Text excerpt:
▽
Accessing newly annotated genomes in Ensembl Rapid Release, Demo
Newly annotated genomes are all added to Ensembl Rapid Release. These genomes have minimal annotation, with genes mapped onto the genome, InterProScan protein domain analysis and BLAST indexing. There is no BioMart and no comparative genomics analysis. Since gene name and function is usually inferred from orthologues in better annotated species, this is not available for species in Rapid Release.
From the Rapid Release homepage, click on View and download available data for all species.
Here we have a list of all the species available in Rapid Release, including latin and common names, genome accession and annotation source. There are also links out to the FTP site where you can download whole genome flatfiles. There are annotation files with the loci and sequences of the genes, the whole genome sequence and BAM files. The BAM files are the RNA-seq data that was used to annotate the genes.
△
Data excerpts:
▽
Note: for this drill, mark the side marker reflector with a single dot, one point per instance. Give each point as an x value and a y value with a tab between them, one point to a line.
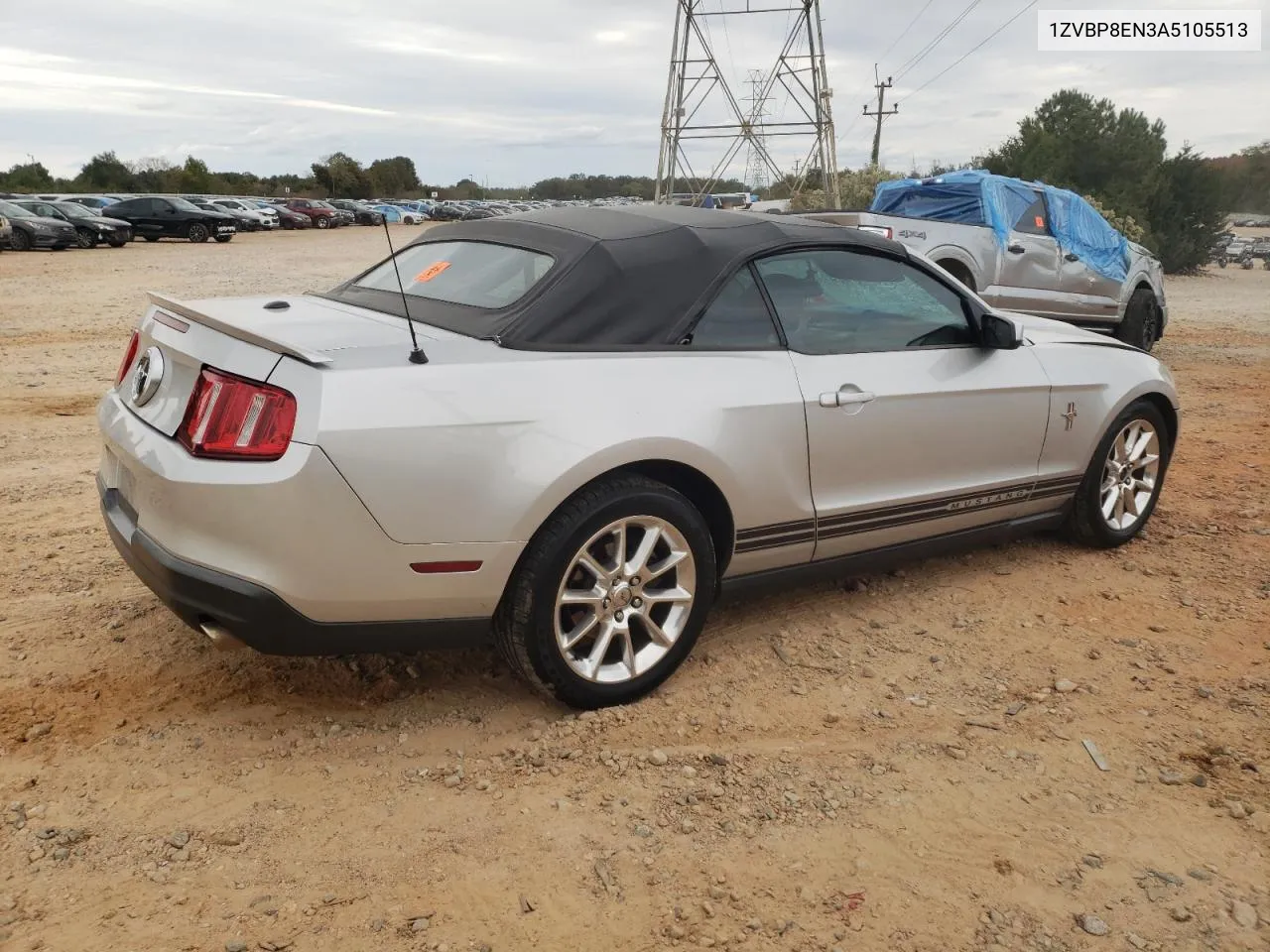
444	567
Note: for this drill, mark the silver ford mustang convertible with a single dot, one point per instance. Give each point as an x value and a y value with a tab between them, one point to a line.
608	417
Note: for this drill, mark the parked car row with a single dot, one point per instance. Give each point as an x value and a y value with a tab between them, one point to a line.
58	222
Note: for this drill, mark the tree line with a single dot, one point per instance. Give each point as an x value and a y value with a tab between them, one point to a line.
336	176
1115	158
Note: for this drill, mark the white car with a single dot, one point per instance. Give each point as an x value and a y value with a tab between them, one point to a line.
268	217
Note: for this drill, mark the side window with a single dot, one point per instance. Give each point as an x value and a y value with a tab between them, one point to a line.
737	317
853	302
1035	220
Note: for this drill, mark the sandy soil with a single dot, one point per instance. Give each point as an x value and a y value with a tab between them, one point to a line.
879	765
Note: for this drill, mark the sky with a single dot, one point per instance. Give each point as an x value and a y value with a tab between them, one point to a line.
509	91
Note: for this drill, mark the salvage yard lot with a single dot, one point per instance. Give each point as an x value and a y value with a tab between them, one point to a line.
883	763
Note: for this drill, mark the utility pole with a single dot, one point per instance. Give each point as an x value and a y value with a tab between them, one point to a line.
880	113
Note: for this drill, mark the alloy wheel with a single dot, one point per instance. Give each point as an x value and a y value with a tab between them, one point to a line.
1130	475
625	599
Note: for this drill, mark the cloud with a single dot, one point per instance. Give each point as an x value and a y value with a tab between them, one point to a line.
517	91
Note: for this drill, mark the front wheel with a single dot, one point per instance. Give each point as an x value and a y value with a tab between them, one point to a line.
611	593
1124	479
1141	324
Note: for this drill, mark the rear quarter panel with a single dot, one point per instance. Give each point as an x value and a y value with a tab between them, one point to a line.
485	451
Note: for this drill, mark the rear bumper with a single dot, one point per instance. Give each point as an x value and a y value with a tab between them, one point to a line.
257	616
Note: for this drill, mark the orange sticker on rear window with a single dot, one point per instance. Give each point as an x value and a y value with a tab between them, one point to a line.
431	272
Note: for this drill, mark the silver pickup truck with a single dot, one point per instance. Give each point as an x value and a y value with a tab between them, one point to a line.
1033	273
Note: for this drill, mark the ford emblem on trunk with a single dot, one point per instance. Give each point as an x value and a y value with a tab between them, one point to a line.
148	377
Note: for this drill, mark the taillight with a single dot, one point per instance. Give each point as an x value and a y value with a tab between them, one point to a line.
128	357
232	417
876	230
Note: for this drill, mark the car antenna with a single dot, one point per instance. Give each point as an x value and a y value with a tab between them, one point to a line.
417	354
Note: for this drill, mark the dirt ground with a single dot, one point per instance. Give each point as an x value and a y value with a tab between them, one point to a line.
876	765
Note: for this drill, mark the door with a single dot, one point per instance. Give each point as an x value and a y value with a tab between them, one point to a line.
913	429
1089	296
1029	266
169	220
145	216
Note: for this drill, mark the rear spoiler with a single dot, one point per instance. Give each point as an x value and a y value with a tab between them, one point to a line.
252	336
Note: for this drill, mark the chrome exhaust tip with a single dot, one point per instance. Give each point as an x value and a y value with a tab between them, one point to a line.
220	636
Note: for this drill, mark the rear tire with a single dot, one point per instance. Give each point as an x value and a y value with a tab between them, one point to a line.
644	647
1141	324
1106	481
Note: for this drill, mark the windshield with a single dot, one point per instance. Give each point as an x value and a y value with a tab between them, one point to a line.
72	211
13	211
472	273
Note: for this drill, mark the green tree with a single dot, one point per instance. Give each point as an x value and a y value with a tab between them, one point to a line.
104	173
28	177
1083	144
1184	211
395	177
194	178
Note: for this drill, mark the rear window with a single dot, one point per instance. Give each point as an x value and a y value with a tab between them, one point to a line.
472	273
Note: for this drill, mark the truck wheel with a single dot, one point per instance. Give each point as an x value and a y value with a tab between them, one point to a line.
1141	324
960	272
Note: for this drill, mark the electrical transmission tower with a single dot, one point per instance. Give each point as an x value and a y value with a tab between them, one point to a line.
756	171
701	105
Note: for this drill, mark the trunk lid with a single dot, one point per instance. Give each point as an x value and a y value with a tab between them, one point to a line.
243	336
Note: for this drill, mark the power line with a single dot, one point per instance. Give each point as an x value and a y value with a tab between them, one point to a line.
969	53
939	39
905	32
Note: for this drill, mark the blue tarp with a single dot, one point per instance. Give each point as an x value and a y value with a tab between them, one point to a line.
976	197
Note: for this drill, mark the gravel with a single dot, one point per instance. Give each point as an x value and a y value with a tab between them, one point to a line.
1092	924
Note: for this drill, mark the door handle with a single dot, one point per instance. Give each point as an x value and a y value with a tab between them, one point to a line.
846	398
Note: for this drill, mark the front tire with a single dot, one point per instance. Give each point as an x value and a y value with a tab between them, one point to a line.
1121	486
610	594
1141	324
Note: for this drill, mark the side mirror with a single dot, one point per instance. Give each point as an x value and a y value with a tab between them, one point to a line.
1000	333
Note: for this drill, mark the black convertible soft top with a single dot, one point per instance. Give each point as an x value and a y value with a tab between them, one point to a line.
622	276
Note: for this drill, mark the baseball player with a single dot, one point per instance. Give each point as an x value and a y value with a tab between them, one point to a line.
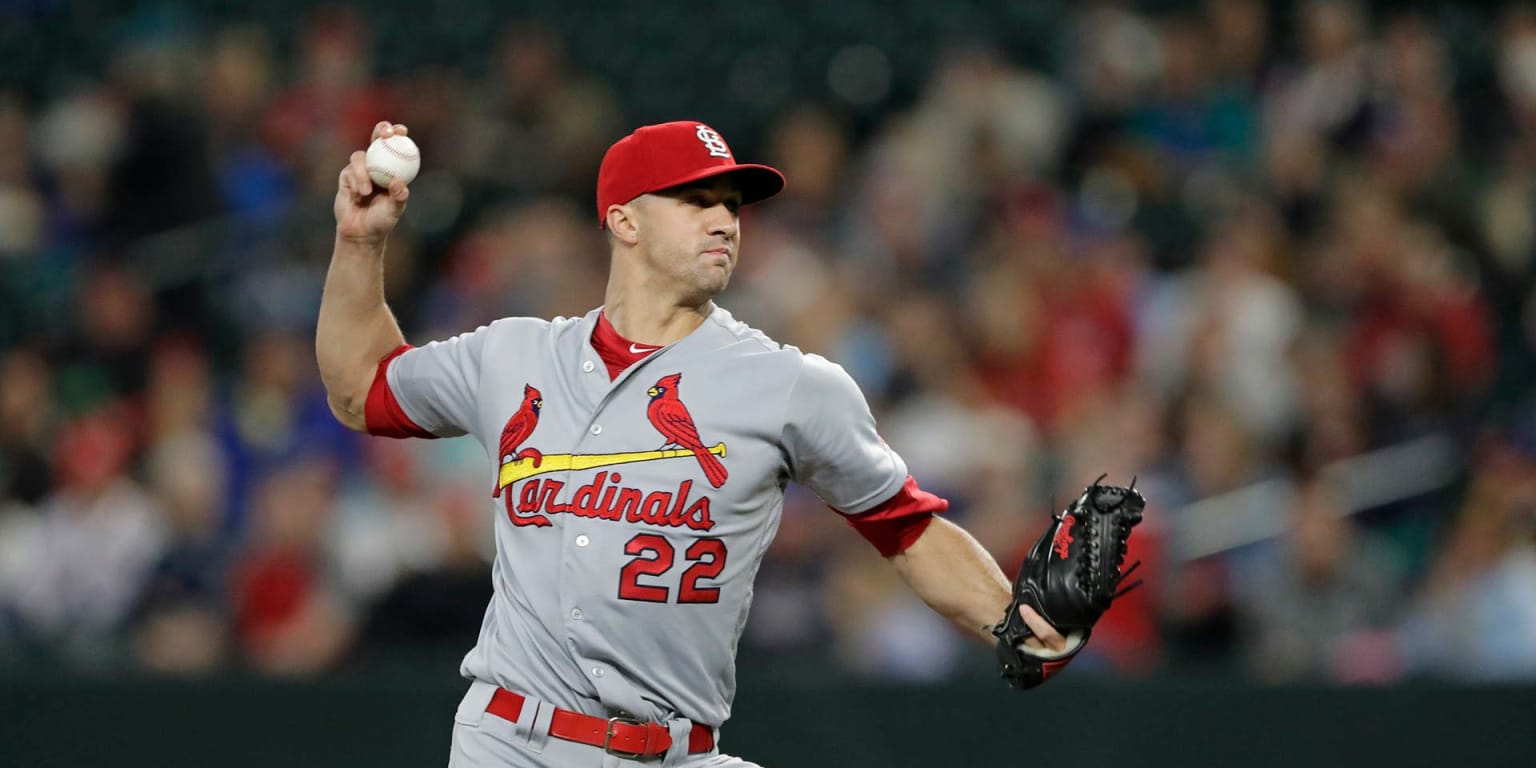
641	455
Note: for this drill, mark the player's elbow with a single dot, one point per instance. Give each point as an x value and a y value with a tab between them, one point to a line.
350	410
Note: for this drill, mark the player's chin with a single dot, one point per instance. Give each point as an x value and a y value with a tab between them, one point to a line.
715	278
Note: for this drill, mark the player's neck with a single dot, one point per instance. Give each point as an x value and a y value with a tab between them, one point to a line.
650	321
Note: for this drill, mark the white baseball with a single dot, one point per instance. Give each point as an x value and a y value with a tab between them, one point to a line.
390	158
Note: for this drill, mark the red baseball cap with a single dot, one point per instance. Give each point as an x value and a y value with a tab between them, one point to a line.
670	154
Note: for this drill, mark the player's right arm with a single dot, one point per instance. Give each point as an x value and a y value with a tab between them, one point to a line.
355	329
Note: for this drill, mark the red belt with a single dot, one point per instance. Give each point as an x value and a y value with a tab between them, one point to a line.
621	736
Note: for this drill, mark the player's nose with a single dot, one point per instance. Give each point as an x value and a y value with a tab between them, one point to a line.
722	221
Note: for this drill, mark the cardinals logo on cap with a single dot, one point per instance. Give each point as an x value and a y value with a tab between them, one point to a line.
713	142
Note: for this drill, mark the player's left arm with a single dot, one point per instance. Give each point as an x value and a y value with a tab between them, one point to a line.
836	452
956	576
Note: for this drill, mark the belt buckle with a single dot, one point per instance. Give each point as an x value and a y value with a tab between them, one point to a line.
607	738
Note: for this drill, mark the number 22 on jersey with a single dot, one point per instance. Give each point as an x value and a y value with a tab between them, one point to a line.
655	556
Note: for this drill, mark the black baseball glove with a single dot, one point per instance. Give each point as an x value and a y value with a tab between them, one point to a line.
1069	578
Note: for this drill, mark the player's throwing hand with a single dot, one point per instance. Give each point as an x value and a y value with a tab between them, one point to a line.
364	211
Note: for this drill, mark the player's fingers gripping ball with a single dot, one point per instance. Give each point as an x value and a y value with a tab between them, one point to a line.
392	157
1069	578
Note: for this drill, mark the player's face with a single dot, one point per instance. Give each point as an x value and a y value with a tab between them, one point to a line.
693	235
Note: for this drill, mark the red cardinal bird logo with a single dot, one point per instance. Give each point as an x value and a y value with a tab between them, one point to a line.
672	418
519	426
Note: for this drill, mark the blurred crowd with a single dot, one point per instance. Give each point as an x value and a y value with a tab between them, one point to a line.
1272	260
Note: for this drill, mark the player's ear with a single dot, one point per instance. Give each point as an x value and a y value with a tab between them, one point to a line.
622	223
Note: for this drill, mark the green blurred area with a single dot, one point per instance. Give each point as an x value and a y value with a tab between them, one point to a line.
401	718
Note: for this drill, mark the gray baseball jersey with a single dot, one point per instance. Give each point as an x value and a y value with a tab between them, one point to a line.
632	513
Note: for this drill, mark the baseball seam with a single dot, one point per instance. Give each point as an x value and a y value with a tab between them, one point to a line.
397	152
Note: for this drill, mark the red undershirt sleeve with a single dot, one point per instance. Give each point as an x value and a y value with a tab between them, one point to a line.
896	523
381	413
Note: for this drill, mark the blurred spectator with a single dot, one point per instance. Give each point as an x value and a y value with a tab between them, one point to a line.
28	418
536	126
1212	244
288	615
275	413
1320	607
1476	615
76	569
332	103
435	604
182	610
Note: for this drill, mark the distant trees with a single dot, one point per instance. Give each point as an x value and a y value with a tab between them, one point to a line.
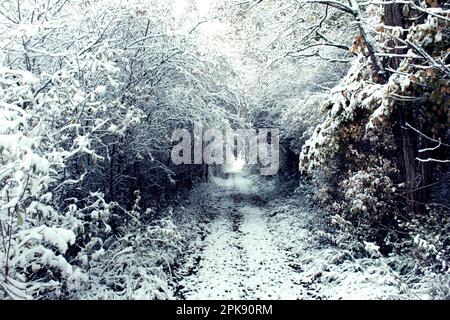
△
Exercise details:
Write what comes next in the Ensembl Rapid Release demo text, picking up after its last sentence.

Result of this task:
Click on BAM for Ailuropoda melanoleuca (Giant panda). In many internet browsers, this will try to open in an FTP client, so you may need to change the ftp
at the beginning of the URL to http
to open the site.
Here you can see the BAM files (.bam
), BAM index (.bam.bai
) and read coverage wiggle files (.bam.bw
) for each of the tissues that were sampled for RNA-seq.
Go back to the species list and click on the panda latin name Ailuropoda melanoleuca.
Here you can see links to example data and statistics about the genome. Let’s search for a gene: ENSAMEG00000015675.
The gene page has a summary of the gene information, including a graphic and table of the transcripts.
There is a limited amount of annotation attached to the gene. There are GO terms, which were assigned based on protein domains from sequence analysis. Click on any of the GO categories to see the terms.
Let’s explore the Location tab by clicking on Location: 1:511,592-546,674 at the top left. You can view RNA-seq data across this locus by clicking on Configure this page. This menu shows us all the possible tracks you can view. Click on RNA-seq models in the left-hand menu.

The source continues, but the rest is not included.